=== Фрагмент текста ===
>>>>

Как я люблю это e! Мне также нравятся заглавия пьес: «Хорошая жизнь» и «Сбор мандаринов»[ccxliii].

С лучшими воспоминаниями Ваш Гордон Крэг

Перевод Г. Г. Алперс

{329} Из беседы Гордона Крэга
с советскими писателями
и театральными деятелями
(25 апреля 1935 г. )[ccxliv]

… Я вижу стиль у Станиславского, у Мейерхольда и в Еврейском театре. Извините, я немного сержусь, а когда сердишься, невозможно много разговаривать. Вы должны извинить меня за это. Для того чтобы говорить настоящее, нужно сначала немного разозлиться.

Приходит ко мне режиссер и спрашивает, могу ли я поставить «Сон в летнюю ночь». Я отвечаю: «Ни за что». Другой режиссер говорит: «Выбирайте любую пьесу Шекспира для постановки». Я говорю: «Ни за что! » Третий режиссер тоже просил доставить трагедию Шекспира, и я также отказался. Один очень видный режиссер предложил поставить «Макбета». Я сказал — да, но при условии, что я поставлю его по-английски. Он подумал и сказал: «Хорошо. Мы сыграем его по-английски». Я знаю, как это было сказано, но сказано было хорошо. В Тифлисе мне предложили поставить оперу, но я не дал еще ответа.

<<<<

=== Исходные данные ===
>>>>

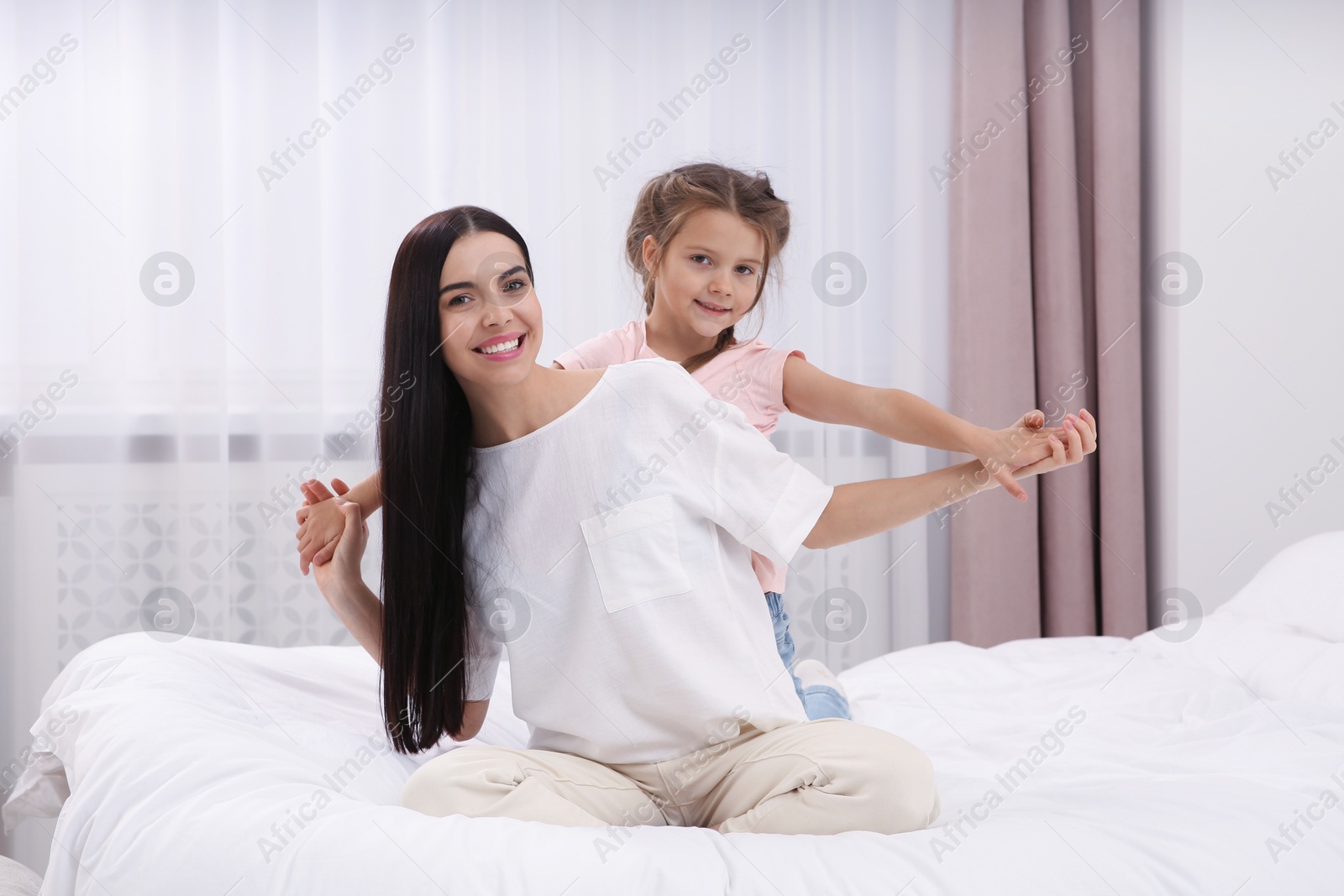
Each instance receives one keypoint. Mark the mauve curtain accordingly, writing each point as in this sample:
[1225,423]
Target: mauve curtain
[1043,181]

<<<<

=== Задание 1 ===
Выпишите все названия пьес из фрагмента текста в той форме, в какой они там приведены.
=== Задание 2 ===
Соответствуют ли фрагменту текста утверждения (а), (б) и (в)? Для каждого ответьте «да» или «нет» и приведите решающие слова из текста дословно.
(а) Предложение поставить «Сон в летнюю ночь» было принято.
(б) Согласие поставить «Макбета» было дано при условии, что спектакль будет идти по-английски.
(в) На предложение поставить оперу в Тифлисе ответ уже дан.
=== Задание 3 ===
Перепишите дословно весь отрывок фрагмента текста начиная со слов «С лучшими воспоминаниями» и заканчивая словами «сначала немного разозлиться.».

=== Ожидаемый ответ 1 ===
«Хорошая жизнь»
«Сбор мандаринов»
«Сон в летнюю ночь»
«Макбета»

=== Ожидаемый ответ 2 ===
(а) Нет: «Я отвечаю: «Ни за что».»
(б) Да: «Я сказал — да, но при условии, что я поставлю его по-английски.»
(в) Нет: «но я не дал еще ответа.»

=== Ожидаемый ответ 3 ===
С лучшими воспоминаниями Ваш Гордон Крэг

Перевод Г. Г. Алперс

{329} Из беседы Гордона Крэга
с советскими писателями
и театральными деятелями
(25 апреля 1935 г. )[ccxliv]

… Я вижу стиль у Станиславского, у Мейерхольда и в Еврейском театре. Извините, я немного сержусь, а когда сердишься, невозможно много разговаривать. Вы должны извинить меня за это. Для того чтобы говорить настоящее, нужно сначала немного разозлиться.